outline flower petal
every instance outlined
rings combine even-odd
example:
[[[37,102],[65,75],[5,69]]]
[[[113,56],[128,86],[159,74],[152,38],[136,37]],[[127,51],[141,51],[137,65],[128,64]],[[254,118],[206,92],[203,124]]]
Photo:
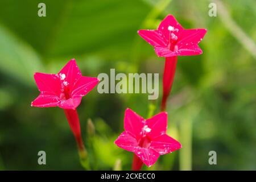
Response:
[[[81,76],[76,82],[71,93],[72,97],[84,96],[100,81],[98,78]]]
[[[166,134],[167,128],[167,113],[162,112],[146,120],[146,125],[150,129],[147,134],[151,139]]]
[[[135,151],[138,147],[138,143],[136,138],[128,131],[122,133],[115,140],[114,143],[120,148],[131,152]]]
[[[150,148],[160,155],[164,155],[181,148],[181,144],[171,136],[164,134],[152,141]]]
[[[72,97],[60,102],[59,107],[64,109],[75,109],[80,104],[82,97]]]
[[[183,48],[191,43],[197,44],[202,40],[207,32],[206,29],[185,29],[180,34],[177,45],[179,48]]]
[[[172,32],[179,37],[184,29],[174,16],[168,15],[160,23],[158,30],[162,33],[164,38],[169,41]]]
[[[131,109],[127,109],[125,113],[125,130],[129,131],[137,140],[142,134],[144,119]]]
[[[159,35],[158,30],[141,30],[138,31],[139,35],[149,44],[153,46],[167,47],[167,43]]]
[[[160,156],[159,152],[151,148],[142,147],[138,148],[134,153],[148,167],[150,167],[155,164]]]
[[[82,76],[81,71],[75,59],[70,60],[61,69],[59,72],[59,75],[60,74],[65,74],[63,79],[65,79],[65,81],[68,82],[71,90],[73,90],[73,86],[76,84],[76,81]]]
[[[31,106],[39,107],[56,107],[58,106],[60,98],[57,96],[40,94],[31,102]]]
[[[176,52],[171,51],[167,49],[167,48],[161,46],[155,47],[155,52],[156,54],[159,57],[168,57],[177,55]]]
[[[56,96],[60,95],[61,83],[55,74],[35,73],[34,77],[42,94]]]
[[[197,55],[203,53],[198,43],[202,40],[207,30],[206,29],[187,29],[182,31],[176,46],[180,56]]]

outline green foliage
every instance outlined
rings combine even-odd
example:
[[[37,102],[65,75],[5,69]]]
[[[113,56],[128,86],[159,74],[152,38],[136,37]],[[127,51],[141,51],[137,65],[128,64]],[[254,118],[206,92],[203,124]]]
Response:
[[[162,78],[163,59],[137,31],[155,28],[167,14],[186,28],[208,30],[200,44],[203,55],[179,58],[168,105],[170,135],[180,139],[182,123],[192,124],[192,169],[256,169],[255,59],[218,13],[208,16],[209,1],[159,2],[46,0],[47,16],[39,17],[40,1],[0,1],[0,169],[82,169],[61,109],[30,107],[39,93],[34,72],[56,72],[76,58],[88,76],[115,68]],[[255,1],[224,3],[255,43]],[[157,107],[159,96],[153,103]],[[97,88],[83,98],[78,112],[93,169],[113,169],[117,163],[117,169],[130,169],[133,154],[114,141],[123,130],[125,109],[146,118],[150,104],[146,94],[100,94]],[[89,118],[96,133],[88,139]],[[37,163],[40,150],[46,152],[46,166]],[[211,150],[217,152],[217,166],[208,164]],[[149,169],[178,169],[180,155],[160,156]]]

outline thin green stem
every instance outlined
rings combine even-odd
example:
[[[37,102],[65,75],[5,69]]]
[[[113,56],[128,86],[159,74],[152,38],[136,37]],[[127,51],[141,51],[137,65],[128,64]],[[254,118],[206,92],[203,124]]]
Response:
[[[192,170],[192,123],[191,119],[183,121],[180,123],[180,142],[179,163],[181,171]]]

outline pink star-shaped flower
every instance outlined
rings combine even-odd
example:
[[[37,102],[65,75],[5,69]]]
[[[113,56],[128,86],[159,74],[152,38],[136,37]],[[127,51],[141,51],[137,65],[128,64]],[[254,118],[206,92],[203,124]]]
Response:
[[[144,119],[131,109],[127,109],[124,125],[125,131],[118,136],[115,144],[134,152],[148,167],[156,162],[160,155],[171,152],[181,147],[179,142],[166,134],[166,112]],[[139,166],[139,164],[137,163],[135,165]],[[139,169],[141,167],[141,166],[133,166],[133,168]]]
[[[178,56],[192,56],[203,53],[198,46],[207,32],[206,29],[184,29],[174,16],[168,15],[157,30],[139,30],[139,35],[155,47],[159,57],[166,57],[163,78],[161,110],[166,110],[171,92]]]
[[[36,73],[35,80],[40,95],[31,106],[58,106],[75,109],[85,96],[99,82],[96,77],[82,76],[75,59],[69,61],[57,74]]]
[[[79,118],[76,108],[85,96],[100,81],[98,78],[82,76],[76,60],[70,60],[57,74],[36,73],[35,80],[40,95],[31,103],[32,106],[63,109],[77,146],[80,161],[87,166],[87,151],[81,134]]]
[[[139,35],[155,47],[160,57],[191,56],[203,53],[198,43],[207,32],[206,29],[184,29],[172,15],[168,15],[157,30],[142,30]]]

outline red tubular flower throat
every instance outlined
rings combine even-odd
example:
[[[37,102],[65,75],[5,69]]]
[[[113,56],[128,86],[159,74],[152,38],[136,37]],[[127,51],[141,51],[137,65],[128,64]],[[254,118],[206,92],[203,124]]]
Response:
[[[71,128],[71,130],[72,131],[75,135],[75,138],[76,138],[79,150],[84,150],[82,135],[81,134],[79,118],[76,109],[64,109],[64,111],[68,123]]]
[[[166,58],[163,78],[163,97],[161,104],[161,111],[164,111],[166,108],[166,102],[172,89],[174,76],[175,75],[177,60],[177,56]]]
[[[139,140],[138,143],[139,146],[143,148],[148,148],[150,146],[150,139],[145,136],[142,137],[141,139]],[[143,162],[138,157],[136,154],[134,154],[133,156],[133,166],[132,166],[132,170],[133,171],[140,171],[142,166],[143,164]]]

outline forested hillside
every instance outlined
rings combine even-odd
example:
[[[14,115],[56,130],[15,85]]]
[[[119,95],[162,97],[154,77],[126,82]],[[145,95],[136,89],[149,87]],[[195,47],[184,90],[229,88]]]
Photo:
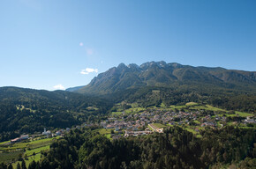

* * *

__REQUIRED TASK__. Copy every one of the entries above word for word, omitting the images.

__EXERCISE RESULT__.
outline flower petal
every instance outlined
rings combine even-odd
example:
[[[37,102],[65,75],[5,69]]]
[[[113,56],[128,86],[159,74],[152,38],[136,37]],[[127,51],[141,51],[137,65],[128,64]],[[254,118],[206,92],[203,124]]]
Photo:
Response:
[[[81,76],[76,82],[71,93],[72,97],[84,96],[100,81],[98,78]]]
[[[166,134],[167,128],[167,113],[162,112],[146,120],[146,125],[150,129],[147,134],[151,139]]]
[[[135,151],[138,147],[138,143],[136,138],[128,131],[122,133],[115,140],[114,143],[120,148],[131,152]]]
[[[150,148],[160,155],[164,155],[181,148],[181,144],[171,136],[164,134],[152,141]]]
[[[72,97],[60,102],[59,107],[64,109],[75,109],[80,104],[82,97]]]
[[[183,48],[191,43],[197,44],[202,40],[207,32],[206,29],[185,29],[180,34],[177,45],[179,48]]]
[[[172,32],[179,37],[184,29],[174,16],[168,15],[160,23],[158,30],[162,33],[164,38],[169,41]]]
[[[131,109],[127,109],[125,113],[125,130],[129,131],[137,140],[142,134],[144,119]]]
[[[159,35],[158,30],[141,30],[138,31],[139,35],[149,44],[153,46],[167,47],[167,43]]]
[[[160,156],[159,152],[151,148],[142,147],[138,148],[134,153],[148,167],[150,167],[155,164]]]
[[[82,76],[81,71],[75,59],[70,60],[61,69],[59,72],[59,75],[60,74],[65,74],[63,79],[65,79],[65,81],[68,82],[71,90],[73,90],[73,86],[76,84],[76,81]]]
[[[31,106],[39,107],[56,107],[58,106],[60,98],[57,96],[40,94],[31,102]]]
[[[176,52],[171,51],[167,49],[167,48],[161,46],[155,47],[155,52],[156,54],[159,57],[168,57],[177,55]]]
[[[56,96],[60,95],[61,83],[55,74],[35,73],[34,77],[42,94]]]
[[[197,55],[203,53],[198,43],[202,40],[207,30],[206,29],[187,29],[182,31],[176,46],[180,56]]]

outline green foliage
every instance outlined
rings combine even-odd
example:
[[[37,102],[65,75],[5,69]]]
[[[113,56],[128,86],[159,74],[152,38],[136,37]],[[127,51],[141,51],[137,65],[128,64]],[[254,118],[206,92],[203,124]]]
Response:
[[[162,78],[163,59],[137,31],[155,28],[167,14],[186,28],[208,30],[200,44],[203,55],[179,58],[168,105],[170,135],[180,139],[182,123],[192,124],[192,169],[256,169],[255,59],[218,13],[208,16],[209,1],[159,2],[46,0],[47,16],[39,17],[40,1],[0,1],[0,169],[82,169],[61,109],[30,107],[39,93],[34,72],[56,72],[76,58],[88,76],[115,68]],[[255,1],[224,3],[255,43]],[[157,107],[159,96],[153,103]],[[97,88],[83,98],[78,112],[93,169],[113,169],[117,163],[117,169],[130,169],[133,154],[114,141],[123,130],[125,109],[146,118],[150,104],[146,94],[100,94]],[[89,118],[96,133],[88,139]],[[37,163],[40,150],[46,152],[46,166]],[[211,150],[217,152],[217,166],[208,164]],[[149,169],[178,169],[180,155],[160,156]]]

outline thin green stem
every instance outlined
rings combine even-odd
example:
[[[37,102],[65,75],[5,69]]]
[[[113,56],[128,86],[159,74],[152,38],[136,37]],[[127,51],[141,51],[137,65],[128,64]],[[254,118],[206,92],[203,124]]]
Response:
[[[192,170],[192,123],[191,119],[183,121],[180,123],[180,142],[179,163],[181,171]]]

outline pink star-shaped flower
every instance outlined
rings combine even-odd
example:
[[[37,102],[65,75],[5,69]]]
[[[113,56],[128,86],[159,74],[152,38],[136,37]],[[127,51],[141,51],[137,65],[128,64]],[[254,118],[206,92],[203,124]]]
Response:
[[[144,119],[131,109],[127,109],[124,125],[125,131],[118,136],[115,144],[134,152],[148,167],[156,162],[160,155],[171,152],[181,147],[179,142],[166,134],[166,112]],[[139,166],[139,164],[137,163],[135,165]],[[139,169],[141,167],[141,166],[133,166],[133,168]]]
[[[178,56],[192,56],[203,53],[198,46],[207,32],[206,29],[184,29],[174,16],[168,15],[157,30],[139,30],[139,35],[155,47],[159,57],[166,57],[163,78],[161,110],[166,110],[171,92]]]
[[[36,73],[35,80],[40,95],[31,106],[58,106],[75,109],[85,96],[99,82],[96,77],[82,76],[75,59],[69,61],[57,74]]]
[[[79,118],[76,108],[85,96],[100,81],[98,78],[82,76],[76,60],[70,60],[57,74],[36,73],[35,80],[40,95],[31,103],[32,106],[63,109],[77,146],[80,161],[87,166],[87,151],[81,134]]]
[[[139,35],[155,47],[160,57],[191,56],[203,53],[198,43],[207,32],[206,29],[184,29],[172,15],[168,15],[157,30],[142,30]]]

outline red tubular flower throat
every instance outlined
rings combine even-odd
example:
[[[37,102],[65,75],[5,69]]]
[[[113,56],[128,86],[159,74],[152,38],[136,37]],[[127,51],[141,51],[137,65],[128,64]],[[254,118],[206,92],[203,124]]]
Response:
[[[71,128],[71,130],[72,131],[75,135],[75,138],[76,138],[79,150],[84,150],[82,135],[81,134],[79,118],[76,109],[64,109],[64,111],[68,123]]]
[[[166,58],[163,78],[163,97],[161,104],[161,111],[164,111],[166,108],[166,102],[172,89],[174,76],[175,75],[177,60],[177,56]]]
[[[139,140],[138,143],[139,146],[143,148],[148,148],[150,146],[150,139],[145,136],[142,137],[141,139]],[[143,162],[138,157],[136,154],[134,154],[133,156],[133,166],[132,166],[132,170],[133,171],[140,171],[142,166],[143,164]]]

outline forested hillside
every instance outlined
rings combine even-odd
example:
[[[14,115],[56,130],[15,85]]]
[[[119,95],[162,97],[154,77],[126,82]],[[145,95],[136,89],[149,87]],[[195,47],[184,90],[229,88]]]
Photo:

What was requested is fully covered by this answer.